How to complete this task -> Transcribe the records below. Leave every word as it is.

Entries shown ->
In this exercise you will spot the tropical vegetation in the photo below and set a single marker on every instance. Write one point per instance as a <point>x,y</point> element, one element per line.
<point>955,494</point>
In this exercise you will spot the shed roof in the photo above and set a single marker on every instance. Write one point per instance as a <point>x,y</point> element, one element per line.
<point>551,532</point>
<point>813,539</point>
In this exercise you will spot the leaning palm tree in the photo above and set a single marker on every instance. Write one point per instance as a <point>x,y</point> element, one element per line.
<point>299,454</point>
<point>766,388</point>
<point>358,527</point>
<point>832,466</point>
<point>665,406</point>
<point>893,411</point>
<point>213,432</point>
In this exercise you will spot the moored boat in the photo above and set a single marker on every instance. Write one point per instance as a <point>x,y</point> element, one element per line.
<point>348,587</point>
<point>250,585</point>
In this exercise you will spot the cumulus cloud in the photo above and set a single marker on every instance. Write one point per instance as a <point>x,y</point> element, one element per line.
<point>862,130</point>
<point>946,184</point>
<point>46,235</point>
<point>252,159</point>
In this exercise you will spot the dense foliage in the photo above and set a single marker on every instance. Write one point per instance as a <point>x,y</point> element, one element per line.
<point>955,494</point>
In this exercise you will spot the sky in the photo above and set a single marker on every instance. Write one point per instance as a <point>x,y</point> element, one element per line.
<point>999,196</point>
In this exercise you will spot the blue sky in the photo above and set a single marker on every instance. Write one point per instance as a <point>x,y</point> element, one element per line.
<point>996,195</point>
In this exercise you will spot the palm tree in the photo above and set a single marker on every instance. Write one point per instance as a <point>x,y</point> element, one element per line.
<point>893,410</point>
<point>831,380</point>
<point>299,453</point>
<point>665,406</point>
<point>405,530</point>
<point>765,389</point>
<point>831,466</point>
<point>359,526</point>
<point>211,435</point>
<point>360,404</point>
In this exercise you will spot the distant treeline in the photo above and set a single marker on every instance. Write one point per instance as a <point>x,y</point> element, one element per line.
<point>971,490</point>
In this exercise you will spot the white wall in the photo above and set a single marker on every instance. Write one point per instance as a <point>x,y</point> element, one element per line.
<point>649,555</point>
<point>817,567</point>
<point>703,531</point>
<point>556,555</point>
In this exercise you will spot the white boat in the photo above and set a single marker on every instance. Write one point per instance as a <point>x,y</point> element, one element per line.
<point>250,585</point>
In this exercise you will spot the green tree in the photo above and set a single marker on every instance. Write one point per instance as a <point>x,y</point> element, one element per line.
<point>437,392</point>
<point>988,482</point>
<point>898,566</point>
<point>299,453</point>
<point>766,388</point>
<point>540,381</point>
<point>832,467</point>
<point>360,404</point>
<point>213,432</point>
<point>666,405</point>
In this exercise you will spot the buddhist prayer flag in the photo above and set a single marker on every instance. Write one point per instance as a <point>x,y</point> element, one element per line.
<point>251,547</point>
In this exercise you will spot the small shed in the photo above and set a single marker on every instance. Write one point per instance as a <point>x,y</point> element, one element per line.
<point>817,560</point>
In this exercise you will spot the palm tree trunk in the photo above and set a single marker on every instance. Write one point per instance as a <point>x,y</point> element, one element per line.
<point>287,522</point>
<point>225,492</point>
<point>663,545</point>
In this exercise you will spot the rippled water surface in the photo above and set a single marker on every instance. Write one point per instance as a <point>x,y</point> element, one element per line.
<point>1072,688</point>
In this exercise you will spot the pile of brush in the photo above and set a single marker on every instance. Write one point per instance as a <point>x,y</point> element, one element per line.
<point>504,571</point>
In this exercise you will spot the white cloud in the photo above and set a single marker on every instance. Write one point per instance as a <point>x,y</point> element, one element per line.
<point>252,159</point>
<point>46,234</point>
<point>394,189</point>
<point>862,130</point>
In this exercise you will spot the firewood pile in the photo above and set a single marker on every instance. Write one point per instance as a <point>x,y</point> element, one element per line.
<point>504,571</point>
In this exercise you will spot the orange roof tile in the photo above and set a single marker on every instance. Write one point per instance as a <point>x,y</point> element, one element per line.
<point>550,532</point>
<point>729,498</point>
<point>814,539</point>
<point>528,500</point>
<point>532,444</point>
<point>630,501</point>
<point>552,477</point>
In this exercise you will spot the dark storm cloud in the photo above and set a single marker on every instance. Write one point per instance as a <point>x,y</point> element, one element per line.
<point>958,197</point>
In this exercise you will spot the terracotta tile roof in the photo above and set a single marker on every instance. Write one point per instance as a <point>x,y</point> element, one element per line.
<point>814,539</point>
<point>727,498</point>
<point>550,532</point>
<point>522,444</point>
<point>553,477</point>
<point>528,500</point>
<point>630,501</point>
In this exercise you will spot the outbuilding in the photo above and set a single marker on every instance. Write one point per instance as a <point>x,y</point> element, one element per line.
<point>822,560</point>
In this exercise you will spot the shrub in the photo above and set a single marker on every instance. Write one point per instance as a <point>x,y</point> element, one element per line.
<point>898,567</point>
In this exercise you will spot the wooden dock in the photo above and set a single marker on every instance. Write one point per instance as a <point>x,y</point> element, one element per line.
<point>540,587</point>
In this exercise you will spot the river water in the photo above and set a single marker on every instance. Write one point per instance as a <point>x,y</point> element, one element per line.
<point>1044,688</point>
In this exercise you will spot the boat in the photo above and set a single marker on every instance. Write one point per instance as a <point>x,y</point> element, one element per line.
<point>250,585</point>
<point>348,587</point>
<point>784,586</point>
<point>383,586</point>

Output ->
In this exercise you will spot the tropical vegetation in the photo below and set a single marker on every instance. Write one point per instance as a <point>x,y</point> element, one element per line.
<point>955,494</point>
In this exercise you will spot the shed roof in the photo above and set a single marker on every instance. Write one point per instance as a <point>x,y</point> element, one element per line.
<point>551,532</point>
<point>813,539</point>
In this exercise you will spot the leaning palm tree in the photo above and set a single marker on every instance. Write one point per instance as a <point>x,y</point> element, one element per line.
<point>299,454</point>
<point>766,388</point>
<point>358,527</point>
<point>832,466</point>
<point>665,406</point>
<point>893,411</point>
<point>213,432</point>
In this exercise you will spot the moored boat in the photo above and set a single marker on every instance. Write one point per instance as a <point>x,y</point> element, one element per line.
<point>348,587</point>
<point>250,585</point>
In this exercise you will spot the cumulus cloud in the photo above and set a single marker on every instance. Write one point per instance as a <point>x,y</point> element, one element per line.
<point>862,130</point>
<point>946,184</point>
<point>46,235</point>
<point>252,159</point>
In this exercise you will spot the dense foliage in the photo above and set a single marker on every instance. Write one point per instance as a <point>x,y</point> element, one element per line.
<point>955,494</point>
In this exercise you will spot the sky in the photo above and set a single marker on every instance. Write one point per instance as a <point>x,y</point> element, one element per line.
<point>999,196</point>
In this exercise you will spot the blue sky in the photo above and set a single marker on every instance. Write one point per instance as a <point>x,y</point> element, one element per line.
<point>996,195</point>
In this exercise you will spot the palm tree in the photo above and set a single marker on every instance. Write one point per instance as a <point>x,y</point> element, one element per line.
<point>893,410</point>
<point>831,380</point>
<point>299,453</point>
<point>665,406</point>
<point>405,530</point>
<point>765,389</point>
<point>831,466</point>
<point>359,526</point>
<point>211,435</point>
<point>360,404</point>
In this exercise you will spot the distant treeline in the photo above and set a single marker on every instance. Write one point per instance as a <point>x,y</point> element, one element per line.
<point>971,490</point>
In this exercise you will spot the white wall in the photo above and set a single marker on every instance. Write one point per instance as a <point>x,y</point> element, one element per line.
<point>649,555</point>
<point>817,567</point>
<point>703,531</point>
<point>556,555</point>
In this exercise you will spot the white boat in the photo above and set a single marker on every instance. Write one point per instance as a <point>x,y</point> element, one element per line.
<point>250,585</point>
In this exercise you will spot the green tree in the photo above and set a single marker on every instance. Write one point per instance as a <point>x,y</point> element, one element per line.
<point>437,392</point>
<point>988,482</point>
<point>898,566</point>
<point>299,453</point>
<point>766,388</point>
<point>540,381</point>
<point>832,467</point>
<point>360,404</point>
<point>213,432</point>
<point>666,405</point>
In this exercise you will spot the buddhist prayer flag in the photo above and set a single marker on every instance. Write one point per instance as a <point>x,y</point> element, one element per line.
<point>251,547</point>
In this exercise you will spot the small shed in the photo above and set a single marker on every instance. Write one point per instance as a <point>x,y</point> element, one element per line.
<point>817,560</point>
In this exercise you will spot the palm tree trunk in the photo above and set a single marker on every instance. Write one point per instance as a <point>x,y</point> element, one element per line.
<point>287,522</point>
<point>225,492</point>
<point>663,545</point>
In this exercise you will spot the rippled water surface in the photo above and set a single marker on every instance. Write one point per instance as a <point>x,y</point> element, one element per line.
<point>1072,688</point>
In this exercise you will spot the pile of brush in the photo above and set a single marker on every instance. Write one point per instance as a <point>x,y</point> element, one element per line.
<point>504,571</point>
In this exercise you will spot the white cloud in the photo above and set a single marker on every instance. Write one point per instance as a <point>x,y</point> element, one element per line.
<point>252,159</point>
<point>46,234</point>
<point>394,189</point>
<point>862,130</point>
In this exercise you will spot the firewood pile in the photo above and set a single marker on every instance. Write one point per instance as a <point>x,y</point> element, one element per line.
<point>504,571</point>
In this exercise you will spot the orange roof tile in the photo above and set a single marker on every instance. Write one point per instance as a <point>x,y</point> element, one element per line.
<point>550,532</point>
<point>729,498</point>
<point>814,539</point>
<point>528,500</point>
<point>532,444</point>
<point>630,501</point>
<point>552,477</point>
In this exercise you will spot the dark storm cloud in the photo above and set a single marker on every instance. Write one point per instance as a <point>x,y</point> element, one element per line.
<point>958,197</point>
In this exercise you will spot the terracotta tile roof in the photo above and set a single marker on every instance. Write one point per instance as a <point>x,y</point> element, one element per line.
<point>814,539</point>
<point>727,498</point>
<point>550,532</point>
<point>522,444</point>
<point>553,477</point>
<point>528,500</point>
<point>630,501</point>
In this exercise you will spot the outbuilding in the photo above and set a single marker on every instance. Write one point per instance as a <point>x,y</point> element, one element per line.
<point>822,560</point>
In this exercise you will spot the shrub in the photo above and set a single marker on every instance. Write one point per instance as a <point>x,y</point> element, one element per line.
<point>898,567</point>
In this exercise you will spot the wooden dock in the photo above and set a single marker on every instance. Write one point per instance as a <point>x,y</point> element, one element per line.
<point>540,587</point>
In this exercise you will spot the river water in the photo above and set a single marker on every instance. Write one point per instance as a <point>x,y</point> element, one element per line.
<point>1044,688</point>
In this exercise you will spot the boat in the photo above and set a single marker on every instance. Write one point per instance as a <point>x,y</point> element, one element per line.
<point>250,585</point>
<point>348,587</point>
<point>784,586</point>
<point>383,586</point>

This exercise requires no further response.